* Your task *
Reproduce, without any change, the span of lines from the opening of the records below to the line containing "Target: brick building", inclusive.

════

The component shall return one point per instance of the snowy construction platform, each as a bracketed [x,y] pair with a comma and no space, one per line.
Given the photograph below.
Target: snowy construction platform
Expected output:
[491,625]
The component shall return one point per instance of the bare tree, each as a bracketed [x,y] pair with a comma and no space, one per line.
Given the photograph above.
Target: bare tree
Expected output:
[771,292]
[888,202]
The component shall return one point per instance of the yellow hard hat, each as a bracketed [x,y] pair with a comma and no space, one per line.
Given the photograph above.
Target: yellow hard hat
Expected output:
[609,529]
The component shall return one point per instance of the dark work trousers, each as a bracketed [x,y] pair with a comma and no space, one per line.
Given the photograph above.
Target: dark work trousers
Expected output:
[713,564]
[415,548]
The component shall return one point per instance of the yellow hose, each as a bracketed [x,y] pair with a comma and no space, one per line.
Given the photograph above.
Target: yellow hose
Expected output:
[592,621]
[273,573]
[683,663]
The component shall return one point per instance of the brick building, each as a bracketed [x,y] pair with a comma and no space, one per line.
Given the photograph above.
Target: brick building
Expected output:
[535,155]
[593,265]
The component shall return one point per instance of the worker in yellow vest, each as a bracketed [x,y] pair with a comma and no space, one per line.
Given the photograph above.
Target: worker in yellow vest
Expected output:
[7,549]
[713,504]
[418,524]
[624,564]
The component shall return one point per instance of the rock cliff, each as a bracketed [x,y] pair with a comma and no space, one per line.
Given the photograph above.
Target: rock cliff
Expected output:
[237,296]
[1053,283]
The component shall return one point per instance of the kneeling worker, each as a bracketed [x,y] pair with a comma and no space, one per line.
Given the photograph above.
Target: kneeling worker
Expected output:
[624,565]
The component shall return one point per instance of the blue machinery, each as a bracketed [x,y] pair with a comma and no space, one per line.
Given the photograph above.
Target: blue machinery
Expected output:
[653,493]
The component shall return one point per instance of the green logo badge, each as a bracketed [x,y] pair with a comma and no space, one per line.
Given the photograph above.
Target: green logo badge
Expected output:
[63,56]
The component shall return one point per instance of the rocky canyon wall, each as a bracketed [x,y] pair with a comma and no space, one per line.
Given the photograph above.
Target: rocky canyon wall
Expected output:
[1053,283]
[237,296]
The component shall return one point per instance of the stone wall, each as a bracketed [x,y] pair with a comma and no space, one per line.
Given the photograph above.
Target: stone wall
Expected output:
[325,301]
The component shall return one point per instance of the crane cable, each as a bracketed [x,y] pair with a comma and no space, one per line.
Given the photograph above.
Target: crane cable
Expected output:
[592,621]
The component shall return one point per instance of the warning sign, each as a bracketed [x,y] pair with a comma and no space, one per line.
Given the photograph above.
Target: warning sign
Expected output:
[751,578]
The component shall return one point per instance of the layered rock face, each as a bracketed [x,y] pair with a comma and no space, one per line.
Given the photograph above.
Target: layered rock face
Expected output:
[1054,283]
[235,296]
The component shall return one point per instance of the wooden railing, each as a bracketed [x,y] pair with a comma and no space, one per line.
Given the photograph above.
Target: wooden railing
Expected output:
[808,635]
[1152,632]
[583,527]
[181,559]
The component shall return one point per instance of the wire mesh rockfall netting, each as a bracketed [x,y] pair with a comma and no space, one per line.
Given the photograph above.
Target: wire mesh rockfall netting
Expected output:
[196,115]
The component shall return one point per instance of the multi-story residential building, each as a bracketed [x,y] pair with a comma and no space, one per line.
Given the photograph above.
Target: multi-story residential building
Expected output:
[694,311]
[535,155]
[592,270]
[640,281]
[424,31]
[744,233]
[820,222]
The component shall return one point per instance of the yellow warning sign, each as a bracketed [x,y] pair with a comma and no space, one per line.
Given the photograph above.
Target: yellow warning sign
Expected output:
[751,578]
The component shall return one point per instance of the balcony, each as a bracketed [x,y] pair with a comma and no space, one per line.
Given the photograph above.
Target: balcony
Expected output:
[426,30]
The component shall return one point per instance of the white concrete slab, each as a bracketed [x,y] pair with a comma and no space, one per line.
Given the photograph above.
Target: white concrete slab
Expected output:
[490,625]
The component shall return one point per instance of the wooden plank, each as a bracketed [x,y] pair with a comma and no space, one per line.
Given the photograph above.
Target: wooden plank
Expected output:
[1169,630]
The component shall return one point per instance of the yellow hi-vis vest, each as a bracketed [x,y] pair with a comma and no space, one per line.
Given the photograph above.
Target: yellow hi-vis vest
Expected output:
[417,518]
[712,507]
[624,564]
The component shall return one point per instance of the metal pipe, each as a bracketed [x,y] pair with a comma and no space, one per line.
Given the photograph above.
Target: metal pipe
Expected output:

════

* Task result *
The component shall return one point per instance of the snowy construction platform, each as a bracketed [x,y] pair with a comma and no space, one per line.
Given the photograph below.
Target: snowy construction platform
Expected output:
[491,625]
The component shall return one point per instance of the bare tree, each as a bracketed [x,y] pair with a comma and no space, one per line.
Given the photograph above.
Target: bare tree
Expected output:
[771,292]
[888,202]
The component shall return one point per instance of the yellow hard hat, each as a bracketed [x,y] pair with a comma and no space, one per line.
Given the photograph above.
Target: yellow hard hat
Expected output:
[609,529]
The component shall return one point per instance of the dark work trousers, each as a bracketed [x,y] pair with a comma and no space, one per line.
Given the photograph above.
Target: dark work trousers
Expected output:
[713,564]
[415,548]
The component shall return one point per instance of the yellow hose, each as a bracketed [x,y] pair with a comma and no space, one per line.
Given the photograph above.
Target: yellow hose
Expected output:
[592,621]
[273,573]
[683,663]
The component shall return one point per instance of the brick building, each as a bracketed [x,y] pair with a comma and no space, one per line.
Given the photograph above.
Target: brick building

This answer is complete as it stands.